* _DIRECTIONS FOR THIS TASK_
In the lines below, from the first line up to and including the line with "<point>158,202</point>", change "write the coordinates" to "give the coordinates" and give those lines back with nothing else altered.
[START]
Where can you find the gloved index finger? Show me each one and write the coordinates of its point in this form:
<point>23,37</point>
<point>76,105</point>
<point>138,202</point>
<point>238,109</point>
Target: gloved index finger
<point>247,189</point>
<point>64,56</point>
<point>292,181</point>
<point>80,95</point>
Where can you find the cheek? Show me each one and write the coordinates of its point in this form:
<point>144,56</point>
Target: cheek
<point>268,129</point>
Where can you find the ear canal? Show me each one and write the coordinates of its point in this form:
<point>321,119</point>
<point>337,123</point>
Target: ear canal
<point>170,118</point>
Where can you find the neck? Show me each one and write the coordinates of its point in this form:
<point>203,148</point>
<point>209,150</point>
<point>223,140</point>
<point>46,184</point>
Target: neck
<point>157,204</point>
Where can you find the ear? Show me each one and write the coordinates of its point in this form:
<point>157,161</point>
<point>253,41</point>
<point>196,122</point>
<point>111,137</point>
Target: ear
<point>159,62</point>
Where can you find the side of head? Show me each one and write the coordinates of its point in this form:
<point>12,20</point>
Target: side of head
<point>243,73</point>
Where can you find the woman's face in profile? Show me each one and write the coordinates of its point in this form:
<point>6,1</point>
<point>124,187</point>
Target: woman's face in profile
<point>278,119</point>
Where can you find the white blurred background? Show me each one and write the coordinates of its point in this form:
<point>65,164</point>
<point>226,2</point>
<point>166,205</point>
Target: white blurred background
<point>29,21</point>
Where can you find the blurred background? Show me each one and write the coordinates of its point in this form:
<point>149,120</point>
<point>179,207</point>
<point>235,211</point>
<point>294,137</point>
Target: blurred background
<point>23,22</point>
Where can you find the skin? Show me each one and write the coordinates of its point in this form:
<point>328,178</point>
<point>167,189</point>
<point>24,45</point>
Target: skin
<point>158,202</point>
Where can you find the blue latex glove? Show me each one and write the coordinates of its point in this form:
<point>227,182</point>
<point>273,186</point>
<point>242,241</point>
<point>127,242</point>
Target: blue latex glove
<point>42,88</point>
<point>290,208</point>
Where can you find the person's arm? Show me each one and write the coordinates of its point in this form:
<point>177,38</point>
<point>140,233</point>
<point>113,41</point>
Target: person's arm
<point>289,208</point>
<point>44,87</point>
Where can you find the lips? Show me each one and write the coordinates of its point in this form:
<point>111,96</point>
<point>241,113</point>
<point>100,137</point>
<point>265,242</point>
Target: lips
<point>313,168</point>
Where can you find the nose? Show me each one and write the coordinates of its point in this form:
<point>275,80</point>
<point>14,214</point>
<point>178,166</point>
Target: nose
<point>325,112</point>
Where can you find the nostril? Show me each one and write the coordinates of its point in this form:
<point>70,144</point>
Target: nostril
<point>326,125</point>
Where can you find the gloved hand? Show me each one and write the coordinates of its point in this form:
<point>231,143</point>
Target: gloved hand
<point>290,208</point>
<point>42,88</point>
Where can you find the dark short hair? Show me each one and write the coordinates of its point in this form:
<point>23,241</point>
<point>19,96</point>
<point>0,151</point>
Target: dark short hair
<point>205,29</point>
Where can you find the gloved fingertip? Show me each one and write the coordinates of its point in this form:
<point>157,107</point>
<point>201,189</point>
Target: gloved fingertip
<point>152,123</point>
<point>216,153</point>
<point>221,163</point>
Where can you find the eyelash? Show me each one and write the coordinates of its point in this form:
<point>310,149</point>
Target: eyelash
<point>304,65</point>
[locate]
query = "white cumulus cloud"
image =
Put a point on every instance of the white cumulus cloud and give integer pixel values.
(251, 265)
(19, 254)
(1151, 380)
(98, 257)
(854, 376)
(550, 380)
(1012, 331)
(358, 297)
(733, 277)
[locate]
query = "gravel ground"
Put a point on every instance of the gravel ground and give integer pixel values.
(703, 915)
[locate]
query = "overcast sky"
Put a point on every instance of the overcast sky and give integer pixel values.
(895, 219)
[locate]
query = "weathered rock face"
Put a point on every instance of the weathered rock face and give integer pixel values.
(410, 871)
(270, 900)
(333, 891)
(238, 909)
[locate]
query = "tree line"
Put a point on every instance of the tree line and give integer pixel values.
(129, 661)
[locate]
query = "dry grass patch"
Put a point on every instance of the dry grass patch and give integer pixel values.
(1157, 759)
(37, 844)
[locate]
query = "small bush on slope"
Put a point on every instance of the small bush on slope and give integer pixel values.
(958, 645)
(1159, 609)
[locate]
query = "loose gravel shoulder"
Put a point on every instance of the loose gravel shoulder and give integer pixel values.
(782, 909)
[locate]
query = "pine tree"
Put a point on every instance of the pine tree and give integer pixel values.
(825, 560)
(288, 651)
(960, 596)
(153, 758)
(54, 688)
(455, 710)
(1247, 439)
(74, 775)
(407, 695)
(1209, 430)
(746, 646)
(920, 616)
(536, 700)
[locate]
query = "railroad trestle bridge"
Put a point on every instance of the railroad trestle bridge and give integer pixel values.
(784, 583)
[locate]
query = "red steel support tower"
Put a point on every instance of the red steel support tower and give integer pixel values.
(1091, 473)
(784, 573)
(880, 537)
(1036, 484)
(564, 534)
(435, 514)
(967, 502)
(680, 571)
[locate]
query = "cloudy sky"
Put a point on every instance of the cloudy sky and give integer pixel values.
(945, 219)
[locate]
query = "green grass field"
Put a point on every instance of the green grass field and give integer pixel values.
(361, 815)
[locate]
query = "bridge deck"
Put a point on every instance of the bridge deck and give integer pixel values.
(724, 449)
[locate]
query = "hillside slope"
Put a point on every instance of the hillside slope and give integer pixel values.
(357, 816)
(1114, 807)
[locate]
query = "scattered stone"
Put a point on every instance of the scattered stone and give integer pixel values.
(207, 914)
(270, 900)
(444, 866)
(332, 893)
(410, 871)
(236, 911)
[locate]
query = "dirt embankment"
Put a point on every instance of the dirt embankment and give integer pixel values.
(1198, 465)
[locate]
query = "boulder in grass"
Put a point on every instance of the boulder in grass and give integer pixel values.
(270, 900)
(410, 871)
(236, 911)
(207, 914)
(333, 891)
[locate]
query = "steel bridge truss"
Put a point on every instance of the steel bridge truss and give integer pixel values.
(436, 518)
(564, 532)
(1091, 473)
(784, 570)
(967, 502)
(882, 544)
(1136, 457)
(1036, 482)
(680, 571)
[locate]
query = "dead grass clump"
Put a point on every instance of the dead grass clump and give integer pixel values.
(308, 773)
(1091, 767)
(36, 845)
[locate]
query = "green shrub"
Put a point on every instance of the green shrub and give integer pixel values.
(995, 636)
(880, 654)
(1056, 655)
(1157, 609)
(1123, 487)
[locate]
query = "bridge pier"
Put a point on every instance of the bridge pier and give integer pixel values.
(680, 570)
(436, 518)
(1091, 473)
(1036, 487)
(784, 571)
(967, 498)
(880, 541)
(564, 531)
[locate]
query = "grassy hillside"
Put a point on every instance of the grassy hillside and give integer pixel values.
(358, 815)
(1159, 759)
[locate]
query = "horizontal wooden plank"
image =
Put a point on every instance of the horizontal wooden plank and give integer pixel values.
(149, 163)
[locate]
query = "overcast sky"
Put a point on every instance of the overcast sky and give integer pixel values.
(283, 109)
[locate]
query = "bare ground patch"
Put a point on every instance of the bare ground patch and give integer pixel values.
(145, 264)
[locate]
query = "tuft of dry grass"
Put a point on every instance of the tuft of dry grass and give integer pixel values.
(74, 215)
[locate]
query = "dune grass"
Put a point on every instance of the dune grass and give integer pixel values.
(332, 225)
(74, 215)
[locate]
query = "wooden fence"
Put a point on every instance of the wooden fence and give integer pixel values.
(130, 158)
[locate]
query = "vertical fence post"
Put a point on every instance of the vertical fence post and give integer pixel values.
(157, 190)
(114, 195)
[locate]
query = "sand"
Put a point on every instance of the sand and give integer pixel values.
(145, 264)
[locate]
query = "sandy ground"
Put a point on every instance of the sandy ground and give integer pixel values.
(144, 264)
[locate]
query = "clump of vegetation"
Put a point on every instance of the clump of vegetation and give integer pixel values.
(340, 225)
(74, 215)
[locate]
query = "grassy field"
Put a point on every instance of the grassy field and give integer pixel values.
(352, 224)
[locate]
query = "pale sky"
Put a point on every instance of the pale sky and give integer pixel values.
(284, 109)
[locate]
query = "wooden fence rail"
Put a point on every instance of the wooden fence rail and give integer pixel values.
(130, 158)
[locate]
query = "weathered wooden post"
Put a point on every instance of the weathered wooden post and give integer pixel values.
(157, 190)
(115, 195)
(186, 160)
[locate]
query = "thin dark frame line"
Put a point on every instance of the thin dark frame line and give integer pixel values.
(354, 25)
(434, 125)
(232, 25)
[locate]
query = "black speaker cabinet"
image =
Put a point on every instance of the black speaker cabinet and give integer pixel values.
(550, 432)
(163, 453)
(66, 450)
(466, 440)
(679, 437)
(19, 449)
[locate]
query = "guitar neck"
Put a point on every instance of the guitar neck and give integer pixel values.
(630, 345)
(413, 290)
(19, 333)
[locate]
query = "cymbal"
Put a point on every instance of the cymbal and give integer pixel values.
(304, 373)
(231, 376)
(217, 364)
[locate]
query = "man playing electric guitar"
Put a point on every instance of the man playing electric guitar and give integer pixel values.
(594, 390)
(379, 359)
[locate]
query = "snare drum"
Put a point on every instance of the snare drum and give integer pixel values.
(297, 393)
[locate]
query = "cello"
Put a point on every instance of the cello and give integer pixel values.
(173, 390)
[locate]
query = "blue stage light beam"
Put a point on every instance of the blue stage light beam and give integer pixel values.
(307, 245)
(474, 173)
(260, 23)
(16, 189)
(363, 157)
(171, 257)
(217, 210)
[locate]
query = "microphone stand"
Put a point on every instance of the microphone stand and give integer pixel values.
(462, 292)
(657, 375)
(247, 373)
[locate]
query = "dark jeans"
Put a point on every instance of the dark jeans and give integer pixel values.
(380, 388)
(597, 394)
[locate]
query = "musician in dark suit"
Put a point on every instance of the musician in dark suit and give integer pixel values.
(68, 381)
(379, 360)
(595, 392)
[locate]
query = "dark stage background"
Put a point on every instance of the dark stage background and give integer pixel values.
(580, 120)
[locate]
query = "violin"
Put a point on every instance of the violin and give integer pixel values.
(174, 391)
[END]
* _SOLUTION BELOW_
Where can you find the gloved index finger? Show me each one and give the coordinates of its point in this form:
<point>23,37</point>
<point>76,105</point>
<point>138,202</point>
<point>238,109</point>
Target: gloved index finger
<point>247,189</point>
<point>64,56</point>
<point>292,181</point>
<point>80,95</point>
Where can you find the cheek? Show me each one and give the coordinates of its point in this form:
<point>144,56</point>
Target: cheek
<point>268,129</point>
Where can you find the ear canal? Show me each one and give the coordinates of its point in this form:
<point>321,119</point>
<point>337,123</point>
Target: ear canal
<point>170,118</point>
Where can you find the neck? Show me each one and give the coordinates of its point in this form:
<point>203,148</point>
<point>209,150</point>
<point>223,140</point>
<point>46,184</point>
Target: neck
<point>157,204</point>
Where can you find the ear? Show me each one and give the coordinates of its point in this form:
<point>157,161</point>
<point>253,41</point>
<point>196,122</point>
<point>111,137</point>
Target: ear
<point>159,62</point>
Where can you find the side of head? Show me each one and give the coordinates of its point in this form:
<point>12,20</point>
Target: side of head
<point>243,73</point>
Where can you find the woman's face in profile? Show me each one and give the coordinates of its point in this form:
<point>6,1</point>
<point>124,187</point>
Target: woman's face in profile
<point>278,119</point>
Where can you find the white blurred background? Show me each one and give the coordinates of its point in this form:
<point>65,164</point>
<point>226,2</point>
<point>166,205</point>
Target: white blurred background
<point>29,21</point>
Where can you find the blurred background? Show me each one and give the coordinates of its point in this form:
<point>149,120</point>
<point>179,207</point>
<point>235,211</point>
<point>294,137</point>
Target: blurred background
<point>23,22</point>
Where can you find the skin? Show me each one and give the coordinates of its point in this form:
<point>328,178</point>
<point>167,189</point>
<point>24,45</point>
Target: skin
<point>158,202</point>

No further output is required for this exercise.